Simultaneously, a rival announces it has developed a pill that eliminates the need to sleep.

And because it is the future and we’re all conditioned to see the future as grimly dystopian, the prevailing tyrannies announce everyone in America has to take one or the other.

Which do you choose?

Will you never sleep again or never eat again?

I’m torn.

Sleeping and eating are two of my very favorite human activities. But, guaranteed, we’re nearing a day when these prescriptive remedies are available.

Many people regard both essentials as nuisances. Many Type As brag they sleep just three or four hours a night, like sleeplessness is a virtue. They’d certainly take both pills, viewing meals as time consuming inconveniences.

But most of us aren’t like that. We enjoy eating and sleeping. 

On many, many days I look forward to sleeping the way I used to look forward to Friday nights. The event fills me with yearning anticipation.

DATASET CONTENT:
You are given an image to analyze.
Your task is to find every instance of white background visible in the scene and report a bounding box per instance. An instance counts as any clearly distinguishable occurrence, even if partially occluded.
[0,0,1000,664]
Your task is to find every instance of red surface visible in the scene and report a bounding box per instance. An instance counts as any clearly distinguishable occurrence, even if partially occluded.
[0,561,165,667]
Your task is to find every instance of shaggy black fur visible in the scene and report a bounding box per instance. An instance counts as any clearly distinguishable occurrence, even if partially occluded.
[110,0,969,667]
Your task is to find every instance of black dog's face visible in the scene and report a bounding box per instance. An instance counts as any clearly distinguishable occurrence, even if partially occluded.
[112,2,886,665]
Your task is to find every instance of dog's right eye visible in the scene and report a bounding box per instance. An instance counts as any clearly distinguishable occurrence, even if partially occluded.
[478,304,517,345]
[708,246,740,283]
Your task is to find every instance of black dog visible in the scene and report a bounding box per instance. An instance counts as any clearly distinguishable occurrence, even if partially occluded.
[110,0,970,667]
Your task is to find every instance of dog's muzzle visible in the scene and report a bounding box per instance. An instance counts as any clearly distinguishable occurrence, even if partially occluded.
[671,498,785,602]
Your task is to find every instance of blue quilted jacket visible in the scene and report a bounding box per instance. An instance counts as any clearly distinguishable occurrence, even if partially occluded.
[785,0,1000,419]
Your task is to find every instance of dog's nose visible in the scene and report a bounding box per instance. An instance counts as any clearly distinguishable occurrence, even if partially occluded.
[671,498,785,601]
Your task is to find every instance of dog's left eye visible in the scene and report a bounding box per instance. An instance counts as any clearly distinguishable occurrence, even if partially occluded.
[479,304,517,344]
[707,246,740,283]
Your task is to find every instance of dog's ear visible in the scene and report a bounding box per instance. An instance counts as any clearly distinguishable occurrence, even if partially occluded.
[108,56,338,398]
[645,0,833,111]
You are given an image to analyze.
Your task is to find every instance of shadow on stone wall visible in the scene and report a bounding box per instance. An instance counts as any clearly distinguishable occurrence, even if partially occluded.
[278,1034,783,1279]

TASK:
Reproduce everything in the passage on sleeping and eating, from "Will you never" down to "with yearning anticipation.", with its wording unchanged.

WRITTEN ANSWER:
Will you never sleep again or never eat again?

I’m torn.

Sleeping and eating are two of my very favorite human activities. But, guaranteed, we’re nearing a day when these prescriptive remedies are available.

Many people regard both essentials as nuisances. Many Type As brag they sleep just three or four hours a night, like sleeplessness is a virtue. They’d certainly take both pills, viewing meals as time consuming inconveniences.

But most of us aren’t like that. We enjoy eating and sleeping. 

On many, many days I look forward to sleeping the way I used to look forward to Friday nights. The event fills me with yearning anticipation.